## About this task
Please print all of the entries, matching them exactly.

## Data listing
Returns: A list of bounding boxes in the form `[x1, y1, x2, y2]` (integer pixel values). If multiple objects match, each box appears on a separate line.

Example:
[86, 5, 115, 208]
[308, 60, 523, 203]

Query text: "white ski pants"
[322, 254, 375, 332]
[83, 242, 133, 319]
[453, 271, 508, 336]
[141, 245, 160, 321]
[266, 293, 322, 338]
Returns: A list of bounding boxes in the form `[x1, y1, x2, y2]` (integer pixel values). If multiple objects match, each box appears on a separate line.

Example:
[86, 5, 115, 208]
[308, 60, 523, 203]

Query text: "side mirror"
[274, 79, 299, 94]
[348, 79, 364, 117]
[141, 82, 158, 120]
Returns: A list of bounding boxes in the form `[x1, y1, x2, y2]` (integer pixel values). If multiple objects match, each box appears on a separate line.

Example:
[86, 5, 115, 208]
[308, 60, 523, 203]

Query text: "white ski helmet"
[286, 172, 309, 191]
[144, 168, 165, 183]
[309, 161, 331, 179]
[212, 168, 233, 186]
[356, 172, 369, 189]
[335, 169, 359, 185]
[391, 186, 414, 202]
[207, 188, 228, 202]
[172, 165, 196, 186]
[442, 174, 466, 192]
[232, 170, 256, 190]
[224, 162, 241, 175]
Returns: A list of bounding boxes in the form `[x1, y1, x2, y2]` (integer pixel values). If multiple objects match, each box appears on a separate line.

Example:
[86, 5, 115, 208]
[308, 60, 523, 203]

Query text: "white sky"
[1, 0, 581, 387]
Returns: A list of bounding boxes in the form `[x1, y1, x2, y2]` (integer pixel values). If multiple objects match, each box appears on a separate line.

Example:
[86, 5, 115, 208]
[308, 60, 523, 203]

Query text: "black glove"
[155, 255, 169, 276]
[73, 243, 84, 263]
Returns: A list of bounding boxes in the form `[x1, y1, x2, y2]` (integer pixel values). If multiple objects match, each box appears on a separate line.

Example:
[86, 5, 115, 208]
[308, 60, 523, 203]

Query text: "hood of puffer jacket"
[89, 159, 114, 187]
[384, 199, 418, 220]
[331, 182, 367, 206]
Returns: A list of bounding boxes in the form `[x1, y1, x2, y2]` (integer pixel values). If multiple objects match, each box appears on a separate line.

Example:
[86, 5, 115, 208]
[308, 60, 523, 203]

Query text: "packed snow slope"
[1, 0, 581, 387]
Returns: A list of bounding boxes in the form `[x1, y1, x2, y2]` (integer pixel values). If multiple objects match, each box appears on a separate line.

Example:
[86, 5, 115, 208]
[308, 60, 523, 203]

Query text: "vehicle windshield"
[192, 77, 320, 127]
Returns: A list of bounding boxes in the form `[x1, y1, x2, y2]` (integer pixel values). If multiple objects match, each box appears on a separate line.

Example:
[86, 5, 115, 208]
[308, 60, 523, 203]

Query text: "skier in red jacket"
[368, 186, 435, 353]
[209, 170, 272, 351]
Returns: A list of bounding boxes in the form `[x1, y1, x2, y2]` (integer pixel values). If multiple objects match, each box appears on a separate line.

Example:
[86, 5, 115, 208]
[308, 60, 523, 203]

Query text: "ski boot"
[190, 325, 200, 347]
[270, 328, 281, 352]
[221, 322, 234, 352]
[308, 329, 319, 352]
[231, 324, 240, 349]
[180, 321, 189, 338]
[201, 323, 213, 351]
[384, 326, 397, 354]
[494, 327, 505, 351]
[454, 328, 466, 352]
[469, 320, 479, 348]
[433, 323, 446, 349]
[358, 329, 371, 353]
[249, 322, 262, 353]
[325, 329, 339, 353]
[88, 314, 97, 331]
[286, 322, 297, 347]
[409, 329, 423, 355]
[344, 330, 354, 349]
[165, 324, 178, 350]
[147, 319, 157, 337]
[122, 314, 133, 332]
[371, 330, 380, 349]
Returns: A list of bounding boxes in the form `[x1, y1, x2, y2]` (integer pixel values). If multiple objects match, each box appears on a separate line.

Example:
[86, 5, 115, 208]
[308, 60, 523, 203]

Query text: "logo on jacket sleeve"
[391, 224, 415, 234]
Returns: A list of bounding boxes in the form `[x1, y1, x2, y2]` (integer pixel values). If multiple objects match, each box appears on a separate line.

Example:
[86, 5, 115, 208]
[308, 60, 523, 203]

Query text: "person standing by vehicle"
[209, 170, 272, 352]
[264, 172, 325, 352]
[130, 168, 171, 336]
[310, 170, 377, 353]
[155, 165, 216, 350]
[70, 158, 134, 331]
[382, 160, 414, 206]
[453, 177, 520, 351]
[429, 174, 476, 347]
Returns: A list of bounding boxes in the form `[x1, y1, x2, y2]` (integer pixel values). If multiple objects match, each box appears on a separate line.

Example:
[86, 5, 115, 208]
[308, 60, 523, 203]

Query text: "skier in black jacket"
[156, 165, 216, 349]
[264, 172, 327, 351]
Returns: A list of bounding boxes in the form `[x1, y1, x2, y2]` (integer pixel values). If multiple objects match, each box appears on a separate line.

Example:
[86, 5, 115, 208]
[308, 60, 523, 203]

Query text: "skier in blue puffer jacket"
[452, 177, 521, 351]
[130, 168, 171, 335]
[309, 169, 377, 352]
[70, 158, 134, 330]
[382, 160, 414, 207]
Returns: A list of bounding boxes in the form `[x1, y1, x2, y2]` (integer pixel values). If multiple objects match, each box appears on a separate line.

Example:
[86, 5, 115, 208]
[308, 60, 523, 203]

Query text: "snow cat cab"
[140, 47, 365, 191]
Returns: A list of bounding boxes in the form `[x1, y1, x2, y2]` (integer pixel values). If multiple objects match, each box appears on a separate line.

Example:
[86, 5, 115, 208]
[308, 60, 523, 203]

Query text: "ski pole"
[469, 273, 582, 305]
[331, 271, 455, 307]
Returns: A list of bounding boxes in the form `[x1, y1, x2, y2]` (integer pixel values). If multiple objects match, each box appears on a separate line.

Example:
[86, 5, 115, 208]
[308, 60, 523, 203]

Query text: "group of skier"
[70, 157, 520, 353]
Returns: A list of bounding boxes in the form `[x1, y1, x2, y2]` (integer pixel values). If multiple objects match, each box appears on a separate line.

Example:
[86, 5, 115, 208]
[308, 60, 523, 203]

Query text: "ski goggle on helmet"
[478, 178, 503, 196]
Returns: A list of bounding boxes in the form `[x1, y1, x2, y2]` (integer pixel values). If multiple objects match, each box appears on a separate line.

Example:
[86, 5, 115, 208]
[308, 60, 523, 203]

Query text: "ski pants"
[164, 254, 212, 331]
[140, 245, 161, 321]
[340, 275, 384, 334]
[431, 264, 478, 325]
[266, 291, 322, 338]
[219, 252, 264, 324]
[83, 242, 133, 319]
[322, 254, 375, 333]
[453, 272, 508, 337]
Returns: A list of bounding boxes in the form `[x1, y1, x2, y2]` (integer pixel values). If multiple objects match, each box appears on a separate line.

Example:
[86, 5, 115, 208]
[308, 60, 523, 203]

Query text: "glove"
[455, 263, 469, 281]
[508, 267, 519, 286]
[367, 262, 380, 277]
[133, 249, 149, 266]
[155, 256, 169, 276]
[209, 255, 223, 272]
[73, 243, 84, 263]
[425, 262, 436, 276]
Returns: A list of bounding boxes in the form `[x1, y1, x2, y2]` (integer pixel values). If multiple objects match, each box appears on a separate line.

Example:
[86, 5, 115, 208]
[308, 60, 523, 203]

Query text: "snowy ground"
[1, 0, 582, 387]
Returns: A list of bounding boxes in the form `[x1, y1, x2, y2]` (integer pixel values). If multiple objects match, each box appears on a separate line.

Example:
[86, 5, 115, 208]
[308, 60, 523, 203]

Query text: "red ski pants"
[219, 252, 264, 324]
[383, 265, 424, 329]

## Task solution
Returns: A list of bounding boxes in the form `[x1, y1, x2, y2]` (integer pixel values). If multiple objects match, each box appears on a separate line.

Example:
[86, 5, 115, 208]
[308, 60, 523, 203]

Query text: "white ski pants"
[322, 254, 375, 332]
[83, 242, 133, 319]
[453, 271, 508, 336]
[141, 245, 160, 321]
[266, 293, 322, 338]
Returns: A list of bounding boxes in the form `[x1, y1, x2, y2]` (integer pixel values). If multiple objects match, each box appears on a separate line.

Example:
[86, 5, 115, 208]
[308, 60, 523, 203]

Query text: "side mirror"
[274, 79, 299, 94]
[348, 79, 364, 117]
[141, 82, 158, 120]
Returns: A list of bounding boxes in the form `[x1, y1, x2, y2]` (integer pixel values). If multiple objects match, each box appears on a separate line.

Example:
[86, 5, 115, 208]
[308, 60, 523, 203]

Query text: "white ski helmet"
[286, 172, 309, 191]
[144, 168, 165, 183]
[309, 161, 331, 179]
[212, 168, 233, 186]
[356, 172, 369, 189]
[335, 169, 359, 185]
[391, 186, 414, 202]
[207, 188, 228, 202]
[172, 165, 196, 186]
[442, 174, 466, 192]
[232, 170, 256, 190]
[224, 162, 241, 175]
Returns: A list of bounding boxes in the form `[x1, y1, x2, y2]` (integer pixel values). If multiple objects match, each box appears on a separate line.

Example:
[86, 5, 115, 208]
[308, 60, 523, 203]

Query text: "white sky"
[1, 0, 581, 387]
Returns: A list of bounding boxes in the form `[x1, y1, x2, y2]` (integer pixel values). If multiple objects match, each box appears on a separate line.

Example:
[86, 5, 115, 208]
[308, 60, 523, 203]

Query text: "black glove"
[155, 255, 169, 276]
[73, 243, 84, 263]
Returns: A list of bounding boxes in the form `[x1, y1, x2, y2]` (integer pixel values). If multiple objects match, each box appears on a separate line.

Example:
[86, 5, 115, 208]
[308, 60, 523, 203]

Query text: "hood of puffer jacket"
[89, 159, 114, 187]
[384, 199, 418, 220]
[331, 182, 367, 206]
Returns: A list of bounding boxes in the form `[x1, y1, x2, y2]` (integer pixel values). If multiple objects match, each box appears on a separate line.

Example:
[86, 5, 115, 208]
[308, 60, 523, 203]

Query text: "packed snow slope"
[1, 0, 581, 387]
Returns: A list of bounding boxes in the form `[x1, y1, x2, y2]` (integer pixel values). If multiple objects match, each box appears on a separate line.

Example:
[86, 5, 115, 208]
[308, 60, 523, 203]

Query text: "vehicle windshield"
[192, 77, 320, 127]
Returns: A list of bounding boxes in the form `[x1, y1, x2, y2]` (integer pixel values). If multiple objects match, each box appears on a separate line.

Example:
[86, 5, 115, 208]
[308, 60, 523, 203]

Query text: "skier in red jacket"
[368, 186, 435, 353]
[209, 170, 272, 351]
Returns: A list of bounding boxes in the form `[x1, y1, x2, y2]` (integer pixel values). If multiple objects match, each box appears on a separate line.

Example:
[86, 5, 115, 208]
[308, 60, 523, 203]

Query text: "ski boot"
[190, 325, 200, 347]
[270, 328, 281, 352]
[221, 322, 234, 352]
[308, 329, 319, 352]
[231, 324, 240, 349]
[180, 321, 189, 338]
[201, 323, 213, 351]
[384, 326, 397, 354]
[494, 327, 505, 351]
[454, 328, 466, 352]
[469, 320, 479, 348]
[433, 323, 446, 349]
[358, 329, 371, 353]
[249, 322, 262, 353]
[325, 329, 339, 353]
[88, 314, 97, 331]
[286, 322, 297, 347]
[409, 329, 423, 355]
[344, 330, 354, 349]
[165, 324, 178, 350]
[147, 319, 157, 337]
[122, 314, 133, 332]
[371, 330, 380, 349]
Returns: A list of bounding boxes in the form `[x1, y1, x2, y2]` (integer pixel values). If multiple objects match, each box appears on a separate line.

Example:
[86, 5, 115, 208]
[308, 60, 523, 203]

Query text: "logo on jacket sleeve"
[391, 224, 415, 234]
Returns: A list of bounding boxes in the form `[x1, y1, x2, y2]` (integer pixel values). If multiple objects match, each box appears on a separate line.

Example:
[86, 5, 115, 208]
[308, 60, 523, 203]

Query text: "person standing by vehicle"
[209, 170, 272, 352]
[264, 172, 325, 352]
[130, 168, 171, 336]
[310, 170, 377, 353]
[155, 165, 216, 350]
[70, 158, 134, 331]
[382, 160, 414, 206]
[453, 177, 520, 351]
[429, 174, 476, 347]
Returns: A list of bounding boxes in the form `[x1, y1, x2, y2]` (integer pixel values). If multiple objects match, each box appears on a separate line.

Example:
[86, 5, 115, 208]
[308, 60, 523, 203]

Query text: "skier in black jacket"
[156, 165, 216, 349]
[264, 172, 327, 351]
Returns: A list of bounding boxes in the form `[x1, y1, x2, y2]` (integer pixel values). If multiple objects match, each box appears on a separate line.

Example:
[86, 5, 115, 208]
[308, 60, 523, 203]

Query text: "skier in blue puffer jacket"
[452, 177, 521, 351]
[130, 168, 171, 335]
[309, 169, 377, 352]
[70, 158, 134, 330]
[382, 160, 414, 207]
Returns: A list of bounding boxes in the form `[x1, y1, x2, y2]` (integer pixel values). If multiple objects match, each box appears on a separate line.

Example:
[86, 5, 115, 208]
[308, 60, 523, 203]

Query text: "snow cat cab"
[140, 47, 365, 191]
Returns: A list of bounding boxes in the form `[x1, y1, x2, y2]` (integer pixel values). If multiple objects match, each box appears on a separate line.

Example:
[86, 5, 115, 208]
[308, 60, 523, 203]

Query text: "ski pole"
[469, 273, 582, 305]
[331, 271, 455, 307]
Returns: A list of bounding boxes in the form `[x1, y1, x2, y2]` (integer pixel values). If multiple objects match, each box appears on a separate line.

Example:
[86, 5, 115, 208]
[308, 60, 523, 203]

Query text: "group of skier"
[70, 157, 520, 353]
Returns: A list of bounding boxes in the form `[x1, y1, x2, y2]` (integer pixel values). If multiple objects match, each box appears on a separate line.

Example:
[86, 5, 115, 208]
[308, 60, 523, 203]

Query text: "ski goggle on helmet"
[478, 178, 503, 196]
Returns: A list of bounding boxes in the form `[x1, y1, x2, y2]` (integer pixel values). If multiple objects match, each box appears on a separate line.

Example:
[86, 5, 115, 208]
[308, 60, 523, 203]

Query text: "ski pants"
[164, 254, 212, 331]
[140, 245, 161, 321]
[340, 275, 384, 334]
[431, 264, 478, 325]
[266, 291, 322, 338]
[219, 252, 264, 324]
[83, 242, 133, 319]
[322, 254, 375, 333]
[453, 272, 508, 337]
Returns: A list of bounding boxes in the form `[x1, y1, x2, y2]` (integer pixel values). If multiple objects match, each box appears on a separate line.

Example:
[86, 5, 115, 208]
[308, 60, 523, 203]

Query text: "glove"
[455, 263, 469, 281]
[508, 267, 519, 286]
[367, 262, 380, 277]
[133, 249, 149, 266]
[155, 256, 169, 276]
[209, 255, 223, 272]
[73, 243, 84, 263]
[425, 262, 436, 276]
Returns: A list of bounding boxes in the form `[x1, y1, x2, y2]` (integer pixel values). If multiple objects match, each box appears on a separate line.

Example:
[86, 5, 115, 208]
[308, 60, 523, 203]

Query text: "snowy ground"
[1, 0, 582, 387]
Returns: A list of bounding boxes in the form `[x1, y1, x2, y2]` (integer pixel values). If multiple objects match, each box appears on a separate line.

Example:
[86, 5, 115, 208]
[308, 60, 523, 203]

Query text: "red ski pants"
[219, 252, 264, 324]
[383, 265, 424, 329]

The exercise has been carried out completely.